Repeat each line, word for word, from the one containing "rough mask: <svg" through the last line of the entries, and include no other output.

DATASET CONTENT:

:::::

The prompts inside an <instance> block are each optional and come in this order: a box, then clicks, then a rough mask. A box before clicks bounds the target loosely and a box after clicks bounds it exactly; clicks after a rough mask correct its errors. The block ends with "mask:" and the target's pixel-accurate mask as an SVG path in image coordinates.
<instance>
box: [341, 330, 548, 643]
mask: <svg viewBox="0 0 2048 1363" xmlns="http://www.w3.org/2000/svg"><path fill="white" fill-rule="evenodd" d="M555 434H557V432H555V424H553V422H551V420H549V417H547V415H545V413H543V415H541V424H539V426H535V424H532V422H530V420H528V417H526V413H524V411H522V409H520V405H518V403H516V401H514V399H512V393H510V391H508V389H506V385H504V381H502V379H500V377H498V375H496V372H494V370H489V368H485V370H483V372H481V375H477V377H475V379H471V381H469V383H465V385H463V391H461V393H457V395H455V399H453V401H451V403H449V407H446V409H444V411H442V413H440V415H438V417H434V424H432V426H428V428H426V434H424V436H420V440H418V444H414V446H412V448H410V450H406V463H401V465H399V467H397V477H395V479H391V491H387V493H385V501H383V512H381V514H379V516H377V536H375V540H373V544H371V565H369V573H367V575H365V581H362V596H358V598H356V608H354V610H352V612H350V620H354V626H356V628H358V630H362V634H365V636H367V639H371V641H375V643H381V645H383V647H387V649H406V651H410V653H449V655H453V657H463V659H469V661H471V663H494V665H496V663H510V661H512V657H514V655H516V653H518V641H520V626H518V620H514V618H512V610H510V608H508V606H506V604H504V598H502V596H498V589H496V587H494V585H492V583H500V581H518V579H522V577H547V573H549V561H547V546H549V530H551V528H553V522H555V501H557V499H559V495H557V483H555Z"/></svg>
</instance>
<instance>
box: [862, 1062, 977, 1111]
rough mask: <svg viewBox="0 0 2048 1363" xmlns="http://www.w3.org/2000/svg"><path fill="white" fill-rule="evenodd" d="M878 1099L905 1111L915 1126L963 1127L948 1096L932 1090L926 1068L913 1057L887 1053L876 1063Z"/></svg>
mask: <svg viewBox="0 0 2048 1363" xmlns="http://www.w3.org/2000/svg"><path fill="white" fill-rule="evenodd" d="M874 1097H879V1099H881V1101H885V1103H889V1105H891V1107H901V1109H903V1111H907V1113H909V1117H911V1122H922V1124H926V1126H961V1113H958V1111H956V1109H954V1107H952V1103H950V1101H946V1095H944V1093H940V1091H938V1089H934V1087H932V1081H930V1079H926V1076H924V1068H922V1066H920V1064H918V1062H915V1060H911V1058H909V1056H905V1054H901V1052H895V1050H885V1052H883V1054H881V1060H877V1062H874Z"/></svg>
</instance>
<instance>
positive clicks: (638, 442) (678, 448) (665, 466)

:::::

ANSWER:
rough mask: <svg viewBox="0 0 2048 1363" xmlns="http://www.w3.org/2000/svg"><path fill="white" fill-rule="evenodd" d="M878 1099L905 1111L915 1126L963 1127L948 1096L932 1090L926 1068L913 1057L887 1053L876 1063Z"/></svg>
mask: <svg viewBox="0 0 2048 1363" xmlns="http://www.w3.org/2000/svg"><path fill="white" fill-rule="evenodd" d="M874 1097H879V1099H881V1101H885V1103H889V1105H891V1107H901V1109H903V1111H907V1113H909V1117H911V1122H922V1124H926V1126H961V1113H958V1111H956V1109H954V1107H952V1103H950V1101H946V1095H944V1093H940V1091H938V1089H934V1087H932V1081H930V1079H926V1076H924V1068H922V1066H920V1064H918V1062H915V1060H911V1058H909V1056H905V1054H901V1052H895V1050H885V1052H883V1054H881V1060H877V1062H874Z"/></svg>
</instance>
<instance>
positive clicks: (638, 442) (678, 448) (665, 466)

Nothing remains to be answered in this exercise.